— START OF Extracted text —
On Wed, Dec 14 2016, Jinpu Wang wrote: > > As you suggested, I re-run same test with 4.4.36 with no our own patch on MD. > I can still reproduce the same bug, nr_pending on heathy leg(loop1) is till 1. > Thanks. I have an hypothesis. md_make_request() calls blk_queue_split(). If that does split the request it will call generic_make_request() on the first half. That will call back into md_make_request() and raid1_make_request() which will submit requests to the underlying devices. These will get caught on the bio_list_on_stack queue in generic_make_request(). This is a queue which is not accounted in nr_queued. When blk_queue_split() completes, 'bio' will be the second half of the bio. This enters raid1_make_request() and by this time the array have been frozen. So wait_barrier() has to wait for pending requests to complete, and that includes the one that it stuck in bio_list_on_stack, which will never complete now. To see if this might be happening, please change the blk_queue_split(q, &bio, q->bio_split); call in md_make_request() to struct bio *tmp = bio; blk_queue_split(q, &bio, q->bio_split); WARN_ON_ONCE(bio != tmp); If that ever triggers, then the above is a real possibility. Fixing the problem isn't very easy... You could try: 1/ write a function in raid1.c which calls punt_bios_to_rescuer() (which you will need to export from block/bio.c), passing mddev->queue->bio_split as the bio_set. 1/ change the wait_event_lock_irq() call in wait_barrier() to wait_event_lock_irq_cmd(), and pass the new function as the command. That way, if wait_barrier() ever blocks, all the requests in bio_list_on_stack will be handled by a separate thread. NeilBrown
Attachment:
signature.asc
Description: PGP signature
— END OF Extracted text —
◆ **Given exercise**
Please answer these questions about the mailing-list message:
(a) Which kernel version was the same test re-run with?
(b) Which function does md_make_request() call that may split the request?
(c) From which file would punt_bios_to_rescuer() need to be exported?
The material placed after this message was taken from a separate source.
— START OF Record excerpts —
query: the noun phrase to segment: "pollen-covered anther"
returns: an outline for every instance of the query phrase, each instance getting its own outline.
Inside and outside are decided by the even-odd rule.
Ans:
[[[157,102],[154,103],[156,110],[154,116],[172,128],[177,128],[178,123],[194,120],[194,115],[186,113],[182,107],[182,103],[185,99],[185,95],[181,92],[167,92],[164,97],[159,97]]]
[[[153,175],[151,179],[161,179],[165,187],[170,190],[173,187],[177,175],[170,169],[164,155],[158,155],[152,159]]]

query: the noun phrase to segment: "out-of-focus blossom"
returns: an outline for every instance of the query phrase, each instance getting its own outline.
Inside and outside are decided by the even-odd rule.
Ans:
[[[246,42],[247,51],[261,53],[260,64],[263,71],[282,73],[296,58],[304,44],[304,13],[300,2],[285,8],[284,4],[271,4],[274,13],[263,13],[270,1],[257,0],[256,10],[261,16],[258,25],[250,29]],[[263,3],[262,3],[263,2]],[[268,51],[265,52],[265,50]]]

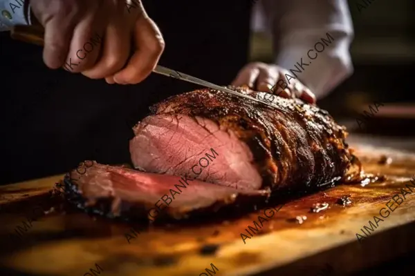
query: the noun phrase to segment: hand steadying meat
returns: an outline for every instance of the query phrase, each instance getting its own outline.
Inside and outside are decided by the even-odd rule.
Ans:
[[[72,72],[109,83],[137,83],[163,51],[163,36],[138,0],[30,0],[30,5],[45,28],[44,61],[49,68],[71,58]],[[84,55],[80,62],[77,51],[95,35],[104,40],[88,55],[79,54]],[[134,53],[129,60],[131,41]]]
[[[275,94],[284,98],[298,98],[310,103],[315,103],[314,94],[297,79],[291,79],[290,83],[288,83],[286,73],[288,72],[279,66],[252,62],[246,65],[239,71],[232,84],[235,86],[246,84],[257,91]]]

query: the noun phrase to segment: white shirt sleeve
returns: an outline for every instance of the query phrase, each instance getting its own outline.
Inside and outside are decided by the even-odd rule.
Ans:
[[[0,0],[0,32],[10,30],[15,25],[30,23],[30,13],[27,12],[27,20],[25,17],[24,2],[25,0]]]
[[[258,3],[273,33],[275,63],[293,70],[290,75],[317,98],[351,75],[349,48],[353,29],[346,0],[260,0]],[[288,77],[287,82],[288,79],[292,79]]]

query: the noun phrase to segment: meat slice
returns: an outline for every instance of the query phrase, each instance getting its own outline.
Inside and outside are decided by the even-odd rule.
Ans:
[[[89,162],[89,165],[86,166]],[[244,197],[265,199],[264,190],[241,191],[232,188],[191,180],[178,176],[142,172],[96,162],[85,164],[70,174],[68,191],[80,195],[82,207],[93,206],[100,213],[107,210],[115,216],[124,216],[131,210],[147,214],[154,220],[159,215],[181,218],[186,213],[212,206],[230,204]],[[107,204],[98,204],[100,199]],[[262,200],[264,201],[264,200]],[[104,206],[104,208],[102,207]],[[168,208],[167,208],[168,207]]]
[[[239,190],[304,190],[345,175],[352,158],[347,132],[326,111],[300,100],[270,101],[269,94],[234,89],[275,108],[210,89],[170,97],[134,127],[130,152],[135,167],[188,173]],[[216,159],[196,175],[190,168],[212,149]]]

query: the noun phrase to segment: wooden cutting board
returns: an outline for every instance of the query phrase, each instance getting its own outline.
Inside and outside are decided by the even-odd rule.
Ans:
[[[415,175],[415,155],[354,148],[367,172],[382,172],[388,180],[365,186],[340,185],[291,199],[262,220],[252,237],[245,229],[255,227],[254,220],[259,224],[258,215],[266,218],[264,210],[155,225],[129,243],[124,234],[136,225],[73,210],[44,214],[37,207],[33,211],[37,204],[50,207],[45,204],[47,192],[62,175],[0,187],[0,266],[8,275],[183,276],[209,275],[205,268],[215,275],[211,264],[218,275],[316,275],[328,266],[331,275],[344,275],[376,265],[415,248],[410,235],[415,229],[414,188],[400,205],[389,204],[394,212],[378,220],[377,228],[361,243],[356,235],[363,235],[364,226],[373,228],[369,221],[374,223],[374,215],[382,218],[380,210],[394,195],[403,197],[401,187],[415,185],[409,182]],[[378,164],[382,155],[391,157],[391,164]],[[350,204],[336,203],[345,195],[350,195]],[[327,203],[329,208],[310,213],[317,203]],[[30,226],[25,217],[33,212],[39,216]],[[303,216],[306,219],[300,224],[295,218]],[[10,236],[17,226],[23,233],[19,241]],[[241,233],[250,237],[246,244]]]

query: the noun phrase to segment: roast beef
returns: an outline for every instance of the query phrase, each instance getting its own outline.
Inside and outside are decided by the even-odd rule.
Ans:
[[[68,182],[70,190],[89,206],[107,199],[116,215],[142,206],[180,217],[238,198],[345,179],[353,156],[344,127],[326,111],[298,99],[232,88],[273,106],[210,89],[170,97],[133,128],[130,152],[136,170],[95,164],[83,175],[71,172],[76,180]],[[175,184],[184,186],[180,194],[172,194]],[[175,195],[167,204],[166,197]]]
— END OF Record excerpts —
◆ **Exercise result**
(a) 4.4.36
(b) blk_queue_split()
(c) block/bio.c